WRITTEN EXERCISE: Can you copy every one of the rows below word for word, leaving nothing out and changing nothing?
********************
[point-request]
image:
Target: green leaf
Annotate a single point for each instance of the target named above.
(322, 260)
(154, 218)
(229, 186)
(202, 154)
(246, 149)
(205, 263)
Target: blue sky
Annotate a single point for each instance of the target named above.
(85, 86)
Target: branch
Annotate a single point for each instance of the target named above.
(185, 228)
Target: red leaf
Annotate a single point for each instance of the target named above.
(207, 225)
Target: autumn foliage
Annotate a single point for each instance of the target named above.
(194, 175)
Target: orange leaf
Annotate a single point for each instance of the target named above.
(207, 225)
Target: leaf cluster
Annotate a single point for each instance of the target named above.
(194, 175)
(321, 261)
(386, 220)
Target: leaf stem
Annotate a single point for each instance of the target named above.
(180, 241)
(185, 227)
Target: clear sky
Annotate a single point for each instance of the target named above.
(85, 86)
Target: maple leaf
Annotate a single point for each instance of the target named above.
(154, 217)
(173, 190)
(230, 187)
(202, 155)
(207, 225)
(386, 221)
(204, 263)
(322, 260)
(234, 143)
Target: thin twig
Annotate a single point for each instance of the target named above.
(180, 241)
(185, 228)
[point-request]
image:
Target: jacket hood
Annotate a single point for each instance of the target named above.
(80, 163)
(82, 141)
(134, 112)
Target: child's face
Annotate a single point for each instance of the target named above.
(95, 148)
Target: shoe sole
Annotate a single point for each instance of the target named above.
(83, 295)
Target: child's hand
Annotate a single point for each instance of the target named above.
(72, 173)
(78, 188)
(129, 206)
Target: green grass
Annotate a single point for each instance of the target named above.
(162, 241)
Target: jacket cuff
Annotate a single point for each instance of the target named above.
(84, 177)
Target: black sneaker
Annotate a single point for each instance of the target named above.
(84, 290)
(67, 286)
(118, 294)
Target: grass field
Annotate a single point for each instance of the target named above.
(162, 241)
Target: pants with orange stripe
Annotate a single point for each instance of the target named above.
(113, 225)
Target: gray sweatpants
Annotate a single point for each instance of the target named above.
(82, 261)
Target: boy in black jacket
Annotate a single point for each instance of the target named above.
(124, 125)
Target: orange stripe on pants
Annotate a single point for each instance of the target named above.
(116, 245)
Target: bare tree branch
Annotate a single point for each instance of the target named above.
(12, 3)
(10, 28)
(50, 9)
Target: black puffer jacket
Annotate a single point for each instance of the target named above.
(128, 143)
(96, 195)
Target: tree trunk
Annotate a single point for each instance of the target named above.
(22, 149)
********************
ANSWER TO THE TASK:
[point-request]
image:
Target: green leaf
Annotate a single point for each instance of the target named above.
(322, 260)
(154, 218)
(229, 186)
(202, 154)
(246, 149)
(205, 263)
Target: blue sky
Annotate a single point for each instance of the target named above.
(85, 86)
Target: branch
Annotate a single point for each instance of the target named above.
(185, 228)
Target: red leaf
Annotate a single point for each instance of the target named above.
(207, 225)
Target: autumn foliage
Annotate a single point for each instance of the target named above.
(194, 175)
Target: orange leaf
Annotate a single point for each instance of the target named above.
(207, 225)
Target: leaf cluster
Annotate a single point for each instance of the target named above.
(194, 175)
(321, 261)
(386, 220)
Target: leaf stem
Annotate a single point for each instance of the target named above.
(180, 241)
(185, 227)
Target: clear sky
Annotate a single point for each instance of the target named above.
(85, 86)
Target: maple leaf
Annotate a single point for each instance of the target named above.
(154, 217)
(173, 190)
(230, 187)
(202, 155)
(207, 225)
(386, 221)
(204, 263)
(322, 260)
(234, 143)
Target: thin twig
Annotate a single point for each instance of the target named above.
(180, 241)
(185, 228)
[point-request]
image:
Target: jacket hood
Annotate a single point for each instance of the target named above.
(80, 163)
(82, 141)
(134, 112)
Target: child's face
Annotate a single point for each instance of the target named above.
(95, 148)
Target: shoe sole
Annotate a single point for each instance of the target named above.
(83, 295)
Target: child's hand
Annotate a single point for each instance of the target named above.
(72, 173)
(78, 188)
(129, 206)
Target: green grass
Annotate a single point for each instance of the target named above.
(162, 241)
Target: jacket cuff
Annotate a single point for each instance of the target named above.
(84, 177)
Target: black sneaker
Annotate a single point for each instance of the target named above.
(84, 290)
(67, 286)
(118, 294)
Target: grass field
Annotate a single point for each instance of the target named above.
(162, 241)
Target: pants with orange stripe
Annotate a single point for each instance of the target named above.
(113, 225)
Target: gray sweatpants
Annotate a single point for each instance of the target named above.
(82, 261)
Target: boy in black jacket
Annotate a single point for each instance of the target named above.
(124, 125)
Target: orange stripe on pants
Annotate a single point for each instance of the target named above.
(116, 245)
Target: bare tree branch
Annotate a single point for each instance of the target named above.
(12, 3)
(10, 28)
(50, 9)
Target: black puffer jacket
Annotate a single point for each instance of the target named above.
(128, 143)
(96, 195)
Target: tree trunk
Annotate a single point for each instance of the target named above.
(22, 149)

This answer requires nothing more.